Work order
For every line that contains the string "copper", pull that line out of the material below.

Data supplied
┄┄┄┄┄┄┄┄┄┄

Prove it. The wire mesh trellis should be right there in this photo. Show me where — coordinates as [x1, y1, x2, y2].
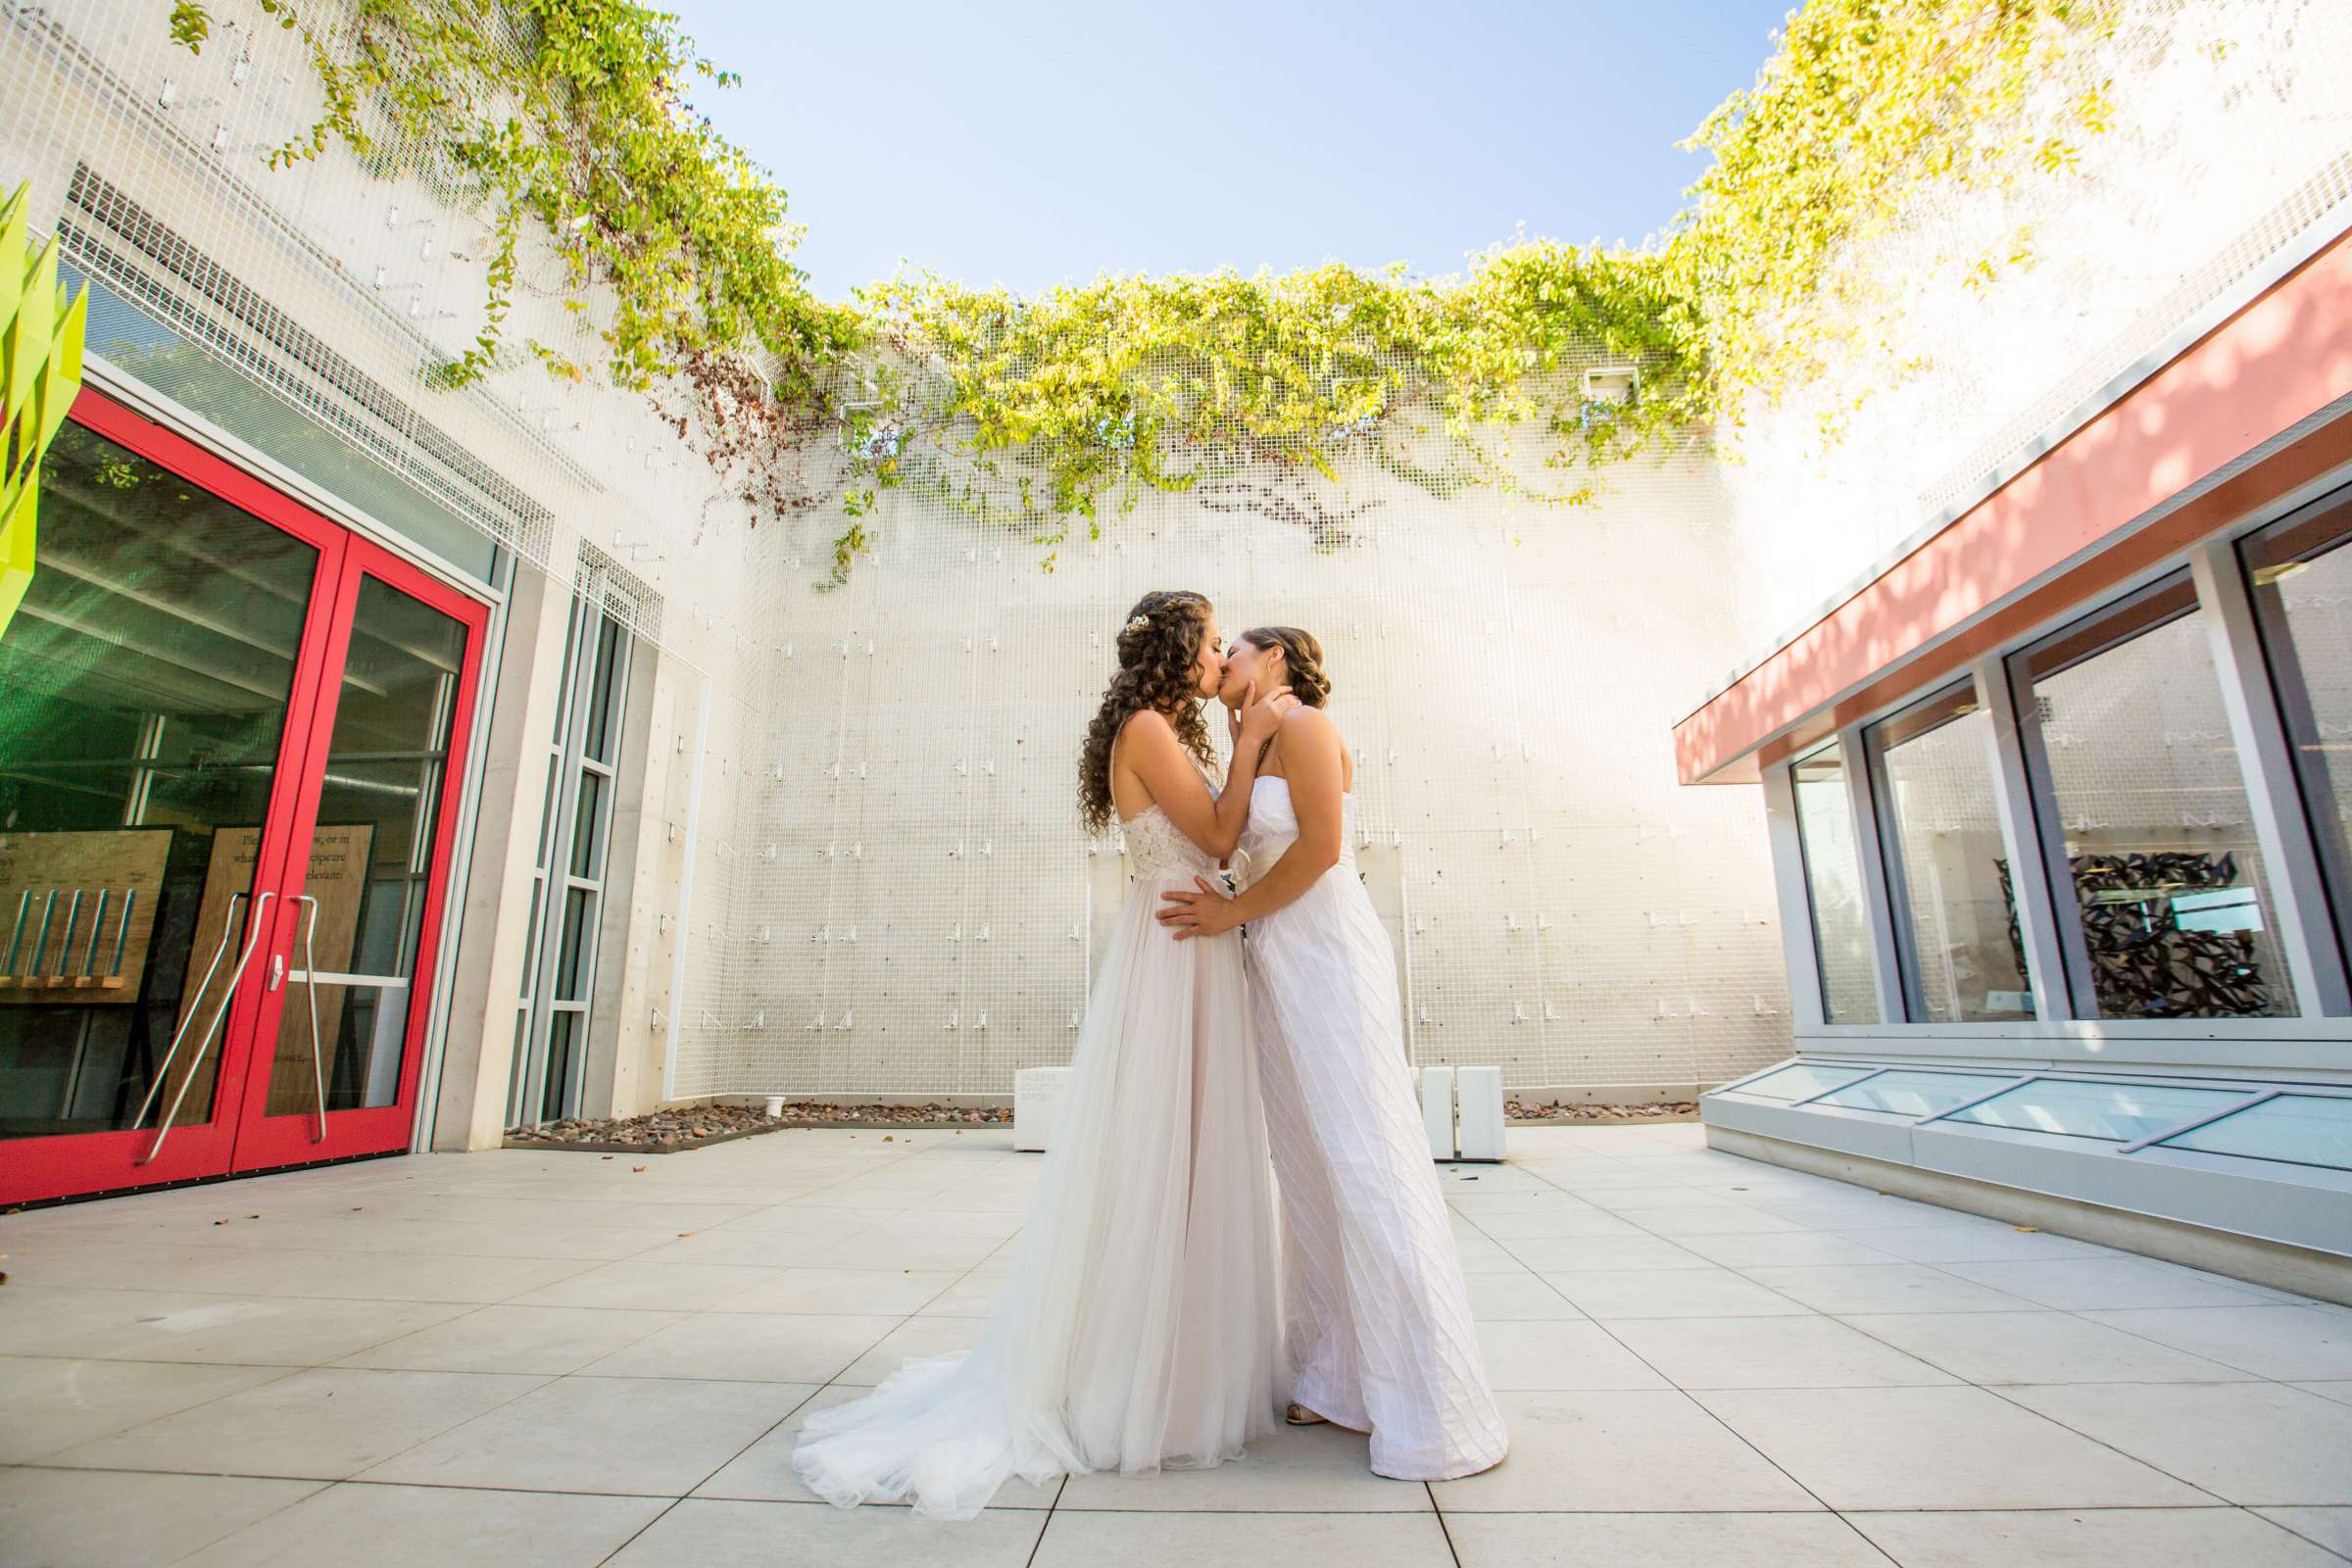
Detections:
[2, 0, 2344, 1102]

┄┄┄┄┄┄┄┄┄┄

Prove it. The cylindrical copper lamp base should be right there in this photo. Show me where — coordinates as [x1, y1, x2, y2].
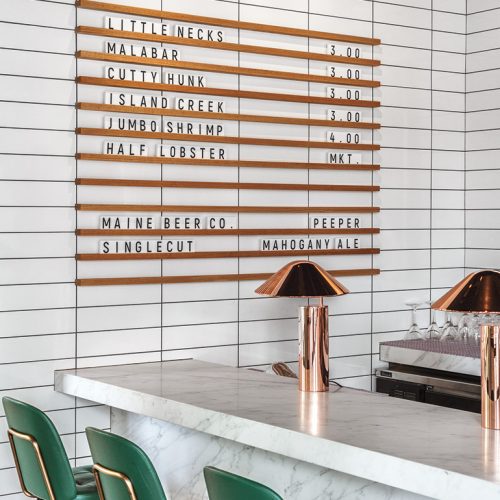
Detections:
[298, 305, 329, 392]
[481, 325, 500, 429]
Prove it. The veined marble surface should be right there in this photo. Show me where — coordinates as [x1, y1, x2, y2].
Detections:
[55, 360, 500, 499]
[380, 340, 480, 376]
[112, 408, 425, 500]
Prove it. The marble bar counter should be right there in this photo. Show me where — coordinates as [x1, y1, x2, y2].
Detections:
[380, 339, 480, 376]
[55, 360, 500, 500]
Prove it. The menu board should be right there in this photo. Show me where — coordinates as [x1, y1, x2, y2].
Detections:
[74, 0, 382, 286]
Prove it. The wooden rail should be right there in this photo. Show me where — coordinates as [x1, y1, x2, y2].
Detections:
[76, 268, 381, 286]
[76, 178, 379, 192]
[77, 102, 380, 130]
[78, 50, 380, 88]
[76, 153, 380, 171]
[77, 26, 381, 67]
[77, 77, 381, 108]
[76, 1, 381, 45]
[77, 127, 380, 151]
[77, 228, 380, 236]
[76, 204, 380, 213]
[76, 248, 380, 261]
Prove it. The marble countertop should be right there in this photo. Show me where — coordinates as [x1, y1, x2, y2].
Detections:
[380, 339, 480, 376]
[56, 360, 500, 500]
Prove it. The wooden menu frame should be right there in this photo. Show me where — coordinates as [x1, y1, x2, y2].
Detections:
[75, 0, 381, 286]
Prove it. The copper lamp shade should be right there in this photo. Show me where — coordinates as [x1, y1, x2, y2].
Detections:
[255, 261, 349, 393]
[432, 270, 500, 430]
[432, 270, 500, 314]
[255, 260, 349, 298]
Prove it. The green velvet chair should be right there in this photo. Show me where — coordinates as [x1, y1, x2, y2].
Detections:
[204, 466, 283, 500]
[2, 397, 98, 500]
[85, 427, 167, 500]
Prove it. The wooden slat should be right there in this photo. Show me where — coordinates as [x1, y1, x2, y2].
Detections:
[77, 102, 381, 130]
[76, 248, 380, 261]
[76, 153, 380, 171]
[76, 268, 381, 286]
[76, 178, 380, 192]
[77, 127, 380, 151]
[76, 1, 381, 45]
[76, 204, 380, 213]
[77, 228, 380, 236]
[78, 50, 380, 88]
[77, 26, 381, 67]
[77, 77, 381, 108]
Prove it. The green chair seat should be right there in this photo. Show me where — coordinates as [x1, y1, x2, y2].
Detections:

┄┄┄┄┄┄┄┄┄┄

Answer for this exercise
Prove it. The cylindrical copper lamp base should be right there in this photo. Show me where — coordinates as [x1, y1, x2, y2].
Prove it. The copper lamp shade should be right there in this photo. Show me where — coordinates as [x1, y1, x2, y2].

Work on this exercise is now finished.